[Items from a dataset]
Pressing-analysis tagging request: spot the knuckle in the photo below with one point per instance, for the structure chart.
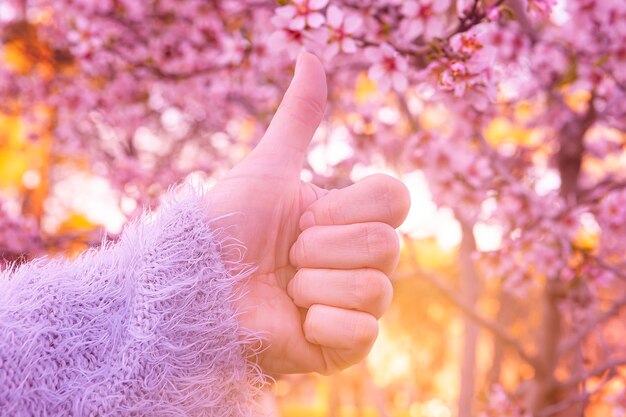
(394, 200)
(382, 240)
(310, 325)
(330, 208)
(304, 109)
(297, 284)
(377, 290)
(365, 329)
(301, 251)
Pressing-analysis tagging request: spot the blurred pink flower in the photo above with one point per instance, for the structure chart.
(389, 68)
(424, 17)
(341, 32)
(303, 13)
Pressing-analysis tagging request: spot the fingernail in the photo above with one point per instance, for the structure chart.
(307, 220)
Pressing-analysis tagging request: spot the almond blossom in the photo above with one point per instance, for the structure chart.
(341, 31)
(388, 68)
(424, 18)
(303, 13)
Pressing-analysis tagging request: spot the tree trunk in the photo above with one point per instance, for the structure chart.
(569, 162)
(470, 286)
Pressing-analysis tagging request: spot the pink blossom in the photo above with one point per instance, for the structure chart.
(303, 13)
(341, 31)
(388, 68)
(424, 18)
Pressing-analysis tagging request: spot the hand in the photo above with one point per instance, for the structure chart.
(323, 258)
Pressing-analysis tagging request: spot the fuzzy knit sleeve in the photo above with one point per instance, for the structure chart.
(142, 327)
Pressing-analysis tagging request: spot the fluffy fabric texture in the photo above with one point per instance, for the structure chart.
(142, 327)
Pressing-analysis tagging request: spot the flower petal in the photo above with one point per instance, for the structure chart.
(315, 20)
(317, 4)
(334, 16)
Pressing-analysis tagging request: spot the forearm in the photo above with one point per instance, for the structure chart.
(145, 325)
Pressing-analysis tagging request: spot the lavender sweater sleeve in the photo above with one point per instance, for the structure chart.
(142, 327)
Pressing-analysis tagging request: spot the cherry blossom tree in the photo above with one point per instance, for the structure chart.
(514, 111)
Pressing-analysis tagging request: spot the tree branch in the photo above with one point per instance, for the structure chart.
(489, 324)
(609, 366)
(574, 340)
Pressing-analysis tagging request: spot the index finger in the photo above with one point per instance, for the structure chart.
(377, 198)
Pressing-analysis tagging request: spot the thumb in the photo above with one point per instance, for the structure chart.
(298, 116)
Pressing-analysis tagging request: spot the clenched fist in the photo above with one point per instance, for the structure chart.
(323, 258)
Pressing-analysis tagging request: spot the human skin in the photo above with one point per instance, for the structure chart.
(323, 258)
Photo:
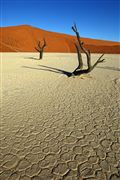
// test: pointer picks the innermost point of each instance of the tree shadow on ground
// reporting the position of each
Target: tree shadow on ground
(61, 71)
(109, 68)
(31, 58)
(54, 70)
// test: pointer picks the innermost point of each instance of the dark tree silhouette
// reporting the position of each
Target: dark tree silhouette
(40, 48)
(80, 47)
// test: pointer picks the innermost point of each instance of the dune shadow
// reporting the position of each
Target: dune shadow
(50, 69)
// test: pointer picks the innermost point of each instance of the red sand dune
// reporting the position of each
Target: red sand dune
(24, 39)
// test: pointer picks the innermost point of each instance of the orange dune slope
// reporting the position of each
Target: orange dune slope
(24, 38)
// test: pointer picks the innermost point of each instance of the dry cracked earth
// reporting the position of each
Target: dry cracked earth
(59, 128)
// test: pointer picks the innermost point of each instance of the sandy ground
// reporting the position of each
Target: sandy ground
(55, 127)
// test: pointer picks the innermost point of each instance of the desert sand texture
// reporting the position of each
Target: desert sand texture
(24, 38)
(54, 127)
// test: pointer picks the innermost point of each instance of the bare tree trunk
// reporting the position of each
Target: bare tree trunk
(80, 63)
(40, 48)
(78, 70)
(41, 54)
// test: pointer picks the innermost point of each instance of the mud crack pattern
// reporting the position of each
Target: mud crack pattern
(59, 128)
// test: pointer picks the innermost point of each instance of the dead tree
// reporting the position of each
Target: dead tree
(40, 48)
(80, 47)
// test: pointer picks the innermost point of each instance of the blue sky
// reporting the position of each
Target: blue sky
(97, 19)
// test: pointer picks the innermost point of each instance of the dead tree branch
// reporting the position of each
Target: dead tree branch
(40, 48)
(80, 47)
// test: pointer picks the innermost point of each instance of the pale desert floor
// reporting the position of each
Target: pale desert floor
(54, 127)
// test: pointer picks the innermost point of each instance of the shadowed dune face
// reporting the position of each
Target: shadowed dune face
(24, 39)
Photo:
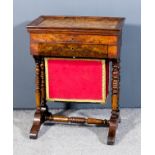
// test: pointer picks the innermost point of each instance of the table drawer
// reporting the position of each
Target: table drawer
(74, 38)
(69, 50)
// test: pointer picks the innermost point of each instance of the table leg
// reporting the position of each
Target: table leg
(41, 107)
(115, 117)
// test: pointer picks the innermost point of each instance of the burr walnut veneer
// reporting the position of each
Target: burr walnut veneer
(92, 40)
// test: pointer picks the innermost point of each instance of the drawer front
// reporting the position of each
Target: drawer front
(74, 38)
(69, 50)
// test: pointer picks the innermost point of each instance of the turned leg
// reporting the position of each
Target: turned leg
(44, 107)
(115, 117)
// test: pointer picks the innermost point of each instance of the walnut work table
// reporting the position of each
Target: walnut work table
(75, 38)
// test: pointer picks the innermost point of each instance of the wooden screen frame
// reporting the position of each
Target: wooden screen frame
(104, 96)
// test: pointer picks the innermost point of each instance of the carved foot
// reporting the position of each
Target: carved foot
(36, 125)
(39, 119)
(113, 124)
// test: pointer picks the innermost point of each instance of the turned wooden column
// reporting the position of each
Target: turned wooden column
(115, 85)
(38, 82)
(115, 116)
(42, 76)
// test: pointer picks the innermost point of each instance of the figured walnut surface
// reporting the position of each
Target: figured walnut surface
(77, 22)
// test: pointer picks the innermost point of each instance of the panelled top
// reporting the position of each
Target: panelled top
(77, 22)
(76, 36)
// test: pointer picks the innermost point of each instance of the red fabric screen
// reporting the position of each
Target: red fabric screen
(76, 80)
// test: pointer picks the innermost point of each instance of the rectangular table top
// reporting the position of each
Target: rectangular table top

GIVEN EXERCISE: Reproduce the records above exactly, leaving out every picture they contain.

WRITTEN RESPONSE:
Pressing-analysis tagging request: spot the knuckle in the photo below with one point per instance, for the structure chart.
(394, 200)
(382, 240)
(310, 325)
(330, 208)
(304, 109)
(297, 284)
(377, 290)
(365, 329)
(301, 251)
Pressing-analysis tagging request: spot the blurred pink flower in the photo above with one point per instance, for the structure chart.
(389, 68)
(424, 17)
(341, 32)
(303, 13)
Pressing-analysis tagging request: spot the fingernail in the photo above with one point per instance, for the structure chart.
(307, 220)
Pressing-analysis tagging request: spot the almond blossom in the photo above with one point per instance, for the structure chart.
(341, 31)
(388, 68)
(424, 18)
(303, 13)
Pressing-analysis tagging request: spot the tree trunk in the photo above with one point per instance, for the structure chart.
(569, 162)
(470, 286)
Pressing-analysis tagging request: spot the pink blossom in the photo above with one point per instance, for the structure chart.
(303, 13)
(341, 31)
(388, 68)
(424, 18)
Pressing-analysis tagging request: spot the hand in the photo above with one point per instance, for the structure chart.
(323, 258)
Pressing-analysis tagging request: spot the fuzzy knit sleeve in the photo above with one point per instance, for the structure chart.
(142, 327)
Pressing-analysis tagging request: spot the fluffy fabric texture in the photo above with one point per instance, for the structure chart.
(142, 327)
Pressing-analysis tagging request: spot the flower petal in the photo above with one point per instance, for the structure chart.
(315, 20)
(317, 4)
(334, 16)
Pressing-analysis tagging request: spot the forearm in the photo above with one point per instance, for the structure chart.
(145, 325)
Pressing-analysis tagging request: spot the lavender sweater sleeve in the photo above with one point per instance, for the structure chart.
(142, 327)
Pressing-analysis tagging request: spot the cherry blossom tree in the photo above with one point per instance, for the structure chart.
(514, 111)
Pressing-analysis tagging request: spot the tree branch in the photo above with one point per instance, for the structure chart.
(489, 324)
(609, 366)
(574, 340)
Pressing-analysis tagging request: spot the index finger in the photo above with one point per instance, for the structure chart.
(377, 198)
Pressing-analysis tagging request: spot the thumb in the photo above with one point per instance, for the structure chart.
(298, 116)
Pressing-analysis tagging request: spot the clenched fist in the photo above with one point per instance, for the structure chart.
(323, 258)
Pressing-analysis tagging request: spot the human skin in the photo above with one point per instance, for the structure chart.
(323, 258)
Photo:
// test: pointer picks the innermost point of each instance of the tree shadow on ground
// reporting the position of each
Target: tree shadow on ground
(61, 71)
(109, 68)
(31, 58)
(54, 70)
// test: pointer picks the innermost point of each instance of the dark tree silhouette
// reporting the position of each
Target: dark tree silhouette
(40, 48)
(80, 47)
// test: pointer picks the innermost point of each instance of the dune shadow
// reporting the position of each
Target: dune shadow
(50, 69)
// test: pointer picks the innermost point of each instance of the red sand dune
// reporting the position of each
Target: red sand dune
(24, 39)
// test: pointer picks the innermost point of each instance of the orange dune slope
// reporting the position of each
Target: orange dune slope
(24, 38)
// test: pointer picks the innermost point of each instance of the dry cracked earth
// reporting the position of each
Target: dry cracked earth
(59, 128)
// test: pointer picks the innermost point of each instance of the sandy ground
// reporting the position of each
Target: sandy ground
(55, 127)
// test: pointer picks the innermost point of each instance of the desert sand texture
// reporting the position of each
Target: desert sand texture
(24, 38)
(54, 127)
// test: pointer picks the innermost point of each instance of the bare tree trunk
// reporting the position of each
Target: bare tree trunk
(80, 63)
(40, 48)
(78, 70)
(41, 54)
// test: pointer picks the innermost point of each instance of the mud crack pattern
// reporting the position of each
Target: mud crack pattern
(59, 128)
// test: pointer picks the innermost point of each instance of the dead tree
// reporting the position of each
Target: dead tree
(40, 48)
(80, 47)
// test: pointer picks the innermost point of each instance of the blue sky
// reporting the position of each
Target: blue sky
(97, 19)
// test: pointer picks the innermost point of each instance of the dead tree branch
// reporting the position of each
Target: dead tree branch
(40, 48)
(80, 47)
// test: pointer picks the innermost point of each instance of the pale desert floor
// reporting the position of each
Target: pale desert floor
(54, 127)
// test: pointer picks the innermost point of each instance of the shadowed dune face
// reporting the position of each
Target: shadowed dune face
(24, 39)
Photo:
// test: pointer picks the innermost point of each instance of the table drawer
// reporting the position of each
Target: table drawer
(74, 38)
(69, 50)
// test: pointer picks the innermost point of each instance of the table leg
// reporting the position of each
Target: table leg
(41, 107)
(115, 117)
// test: pointer picks the innermost point of each instance of the burr walnut veneer
// reporting the position of each
Target: burr walnut veneer
(92, 40)
// test: pointer picks the innermost point of each instance of the drawer front
// reporting the position of each
Target: drawer front
(74, 38)
(69, 50)
// test: pointer picks the innermost point of each instance of the turned leg
// reporting the position of each
Target: turned leg
(44, 107)
(115, 117)
// test: pointer picks the innermost point of each instance of the walnut work table
// reporting the position of each
Target: walnut work table
(75, 38)
// test: pointer picks the innermost point of each instance of the wooden screen frame
// reporting the position of each
Target: wooden screen frame
(104, 96)
// test: pointer picks the innermost point of each instance of the carved foot
// reporting the position of each
Target: carved foot
(36, 125)
(39, 119)
(113, 124)
// test: pointer picks the innermost point of each instance of the turned wooden column
// reporting the position of each
Target: turned wooden column
(115, 85)
(38, 82)
(115, 116)
(42, 76)
// test: pointer picks the innermost point of each instance of the figured walnut surface
// reporting the position of each
Target: figured walnut surface
(77, 22)
// test: pointer picks the innermost point of each instance of the panelled top
// reporting the position of each
Target: panelled top
(77, 22)
(76, 36)
// test: pointer picks the innermost point of each instance of the red fabric screen
// reporting the position of each
Target: red fabric screen
(76, 80)
// test: pointer picks the innermost point of each instance of the rectangular table top
// reporting the position of each
Target: rectangular table top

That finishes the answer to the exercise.